━━ SUPPLIED PASSAGE

• Lee Krasner, Jackson Pollock’s wife, changed
her name. Her original name is Lenore Krassner.
• Pollock’s real first name is Paul. Right around
the time that he moved to New York to study with Benton in 1930, he
decided to drop his first name and use his middle name of Jackson.
• The only person to survive Pollock’s deadly car
accident was his lover, Ruth Kligman.
• One of his most famous works is Blue Poles,
painted in 1952. It was created with enamel and aluminum paint with
glass on a canvas.
• The most important element in Pollock’s
paintings is that of lines. When he first
started using the method of pouring and dripping
paint onto canvas, it resulted in huge areas
covered with complex linear patterns that
created image and form.
• “Jackson Pollock: Is he the greatest living painter
in the United States?” That was the question on the front cover
of Life magazine on August 8, 1949.
• His first experiment with liquid paint was at the Siquieros
workshop in New York, 1936.
• The French equivalent of action painting, a form of
abstract expressionism associated with Pollock, is Tachisme.
• Pollock was nicknamed Jack the Dripper because he literally
dripped paint onto his canvas to create unique, intricate pieces.
• His brother Sanford knew Jackson had a special talent.
In 1941, he wrote a letter to their eldest brother Charles about Jackson.

━━━━

> _INSTRUCTIONS_:
[A] Can you condense the bullet beginning "Pollock's real first name is Paul" from the Jackson Pollock fact list above into one shorter sentence?
[B] What would come next in the Jackson Pollock fact list above? Continue it after the final bullet, the one about Sanford's 1941 letter to Charles.

━━ INFORMATION SHOWN

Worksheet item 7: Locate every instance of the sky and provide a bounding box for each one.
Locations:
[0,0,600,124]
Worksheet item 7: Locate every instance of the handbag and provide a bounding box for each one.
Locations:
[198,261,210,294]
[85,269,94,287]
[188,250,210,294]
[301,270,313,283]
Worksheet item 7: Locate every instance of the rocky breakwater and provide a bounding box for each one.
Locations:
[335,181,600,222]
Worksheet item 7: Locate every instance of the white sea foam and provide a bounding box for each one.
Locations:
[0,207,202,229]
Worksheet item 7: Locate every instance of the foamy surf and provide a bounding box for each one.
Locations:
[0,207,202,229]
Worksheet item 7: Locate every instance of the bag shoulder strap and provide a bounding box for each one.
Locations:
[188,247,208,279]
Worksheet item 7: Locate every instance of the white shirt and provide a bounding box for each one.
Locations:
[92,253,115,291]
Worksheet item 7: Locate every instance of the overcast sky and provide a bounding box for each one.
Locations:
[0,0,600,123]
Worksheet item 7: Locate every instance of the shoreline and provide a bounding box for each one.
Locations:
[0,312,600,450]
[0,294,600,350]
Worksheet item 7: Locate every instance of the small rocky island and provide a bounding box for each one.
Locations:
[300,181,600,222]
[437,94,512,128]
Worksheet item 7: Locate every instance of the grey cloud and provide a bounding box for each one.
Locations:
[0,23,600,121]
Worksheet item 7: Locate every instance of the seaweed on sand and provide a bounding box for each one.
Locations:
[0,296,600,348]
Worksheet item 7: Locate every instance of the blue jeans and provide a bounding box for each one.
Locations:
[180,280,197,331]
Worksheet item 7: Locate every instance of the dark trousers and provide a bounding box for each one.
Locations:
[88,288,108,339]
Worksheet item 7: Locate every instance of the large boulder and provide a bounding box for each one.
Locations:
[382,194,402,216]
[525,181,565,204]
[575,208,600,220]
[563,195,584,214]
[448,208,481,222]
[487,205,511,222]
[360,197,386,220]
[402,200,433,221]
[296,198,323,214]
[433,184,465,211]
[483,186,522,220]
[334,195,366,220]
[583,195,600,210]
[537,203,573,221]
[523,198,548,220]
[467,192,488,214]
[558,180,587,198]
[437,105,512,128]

━━━━
━━ INFORMATION SHOWN

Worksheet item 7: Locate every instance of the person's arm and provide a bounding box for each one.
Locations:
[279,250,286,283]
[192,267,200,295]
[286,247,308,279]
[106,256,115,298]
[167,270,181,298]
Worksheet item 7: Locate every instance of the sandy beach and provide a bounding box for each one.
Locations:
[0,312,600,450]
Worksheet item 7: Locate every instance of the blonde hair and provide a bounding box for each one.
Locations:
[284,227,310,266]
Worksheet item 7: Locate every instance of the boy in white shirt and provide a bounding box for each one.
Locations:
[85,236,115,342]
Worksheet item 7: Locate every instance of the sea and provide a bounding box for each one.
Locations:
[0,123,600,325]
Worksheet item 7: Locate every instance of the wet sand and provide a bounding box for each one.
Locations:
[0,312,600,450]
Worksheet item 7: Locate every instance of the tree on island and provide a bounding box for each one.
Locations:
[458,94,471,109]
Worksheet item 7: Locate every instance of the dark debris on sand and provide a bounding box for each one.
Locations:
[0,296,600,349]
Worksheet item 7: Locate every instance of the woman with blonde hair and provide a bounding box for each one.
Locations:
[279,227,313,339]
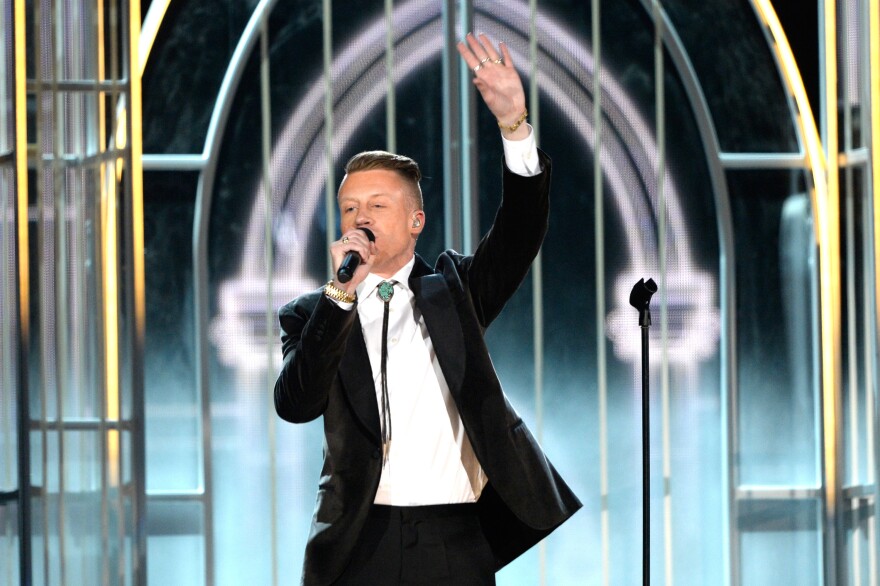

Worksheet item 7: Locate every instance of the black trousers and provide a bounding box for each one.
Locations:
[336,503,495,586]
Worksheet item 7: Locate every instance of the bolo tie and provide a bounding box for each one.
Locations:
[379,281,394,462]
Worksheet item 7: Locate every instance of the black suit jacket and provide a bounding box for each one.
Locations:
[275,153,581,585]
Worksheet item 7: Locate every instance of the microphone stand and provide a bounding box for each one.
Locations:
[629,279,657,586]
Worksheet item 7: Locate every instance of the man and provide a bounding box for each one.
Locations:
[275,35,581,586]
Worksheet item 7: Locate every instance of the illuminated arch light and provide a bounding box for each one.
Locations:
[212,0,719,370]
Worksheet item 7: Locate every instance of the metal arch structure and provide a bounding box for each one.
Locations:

━━━━

> _OUTPUTS BY TASK_:
[A] Around 1930, when he moved to New York to study with Benton, Paul Pollock dropped his first name and began using his middle name, Jackson.

[B]
He said if Jackson could “hold himself together, his work will
become of real significance. His painting is abstract, intense, evocative
in quality.”
• Pollock’s paintings differed from before he moved
to the Hamptons and right after the move. Before moving to The Springs
in East Hampton with his wife, his imagery was congested, the colors
were somber, and the overall mood of his paintings was anxious and conflicted.
• After the move to the country, the colors were brighter,
his compositions were more open, and the imagery reflected a new responsiveness
to nature.
• His work Blue Poles, 1952 was originally inscribed
with a ‘3’ and subsequently painted over with a ‘2’.
• In 1949, Pollock decided to number his paintings, including
the year they were created, instead of using descriptive titles. This
began with his 1949 solo exhibition at the Betty Parsons Gallery.
• Downward arching stretch-marks at the top edge of the
canvas are common with Pollock’s works. This is because he would
often hang them along a beam in his studio; another step in his creation
process.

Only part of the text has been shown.